#### [MATERIAL PROVIDED]
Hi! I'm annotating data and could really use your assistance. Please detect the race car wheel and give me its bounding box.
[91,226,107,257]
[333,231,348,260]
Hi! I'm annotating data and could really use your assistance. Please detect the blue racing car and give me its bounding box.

...

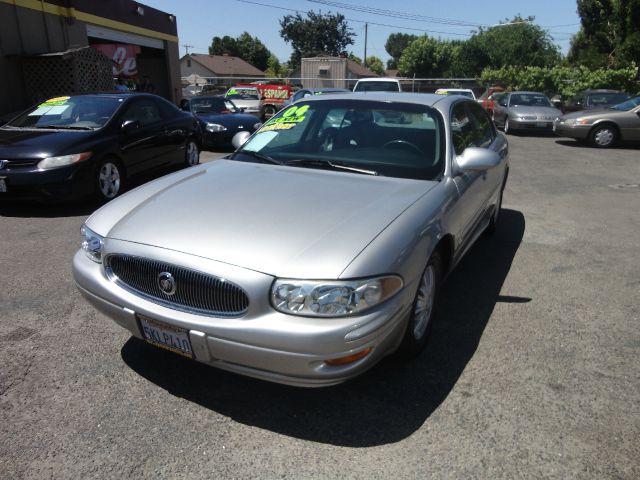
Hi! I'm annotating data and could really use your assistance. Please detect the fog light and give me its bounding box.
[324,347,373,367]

#### [EXERCISE TASK]
Format the items as a numbered list without blank lines, starting with the line that contains "wheel and give me its bounding box." and going on through the line that contains "[333,231,348,260]". Include only those lines.

#### [THE RESULT]
1. Hi! I'm annotating data and could really use your assistance. Please detect the race car wheel and give me its bounding box.
2. [91,226,107,257]
3. [333,231,348,260]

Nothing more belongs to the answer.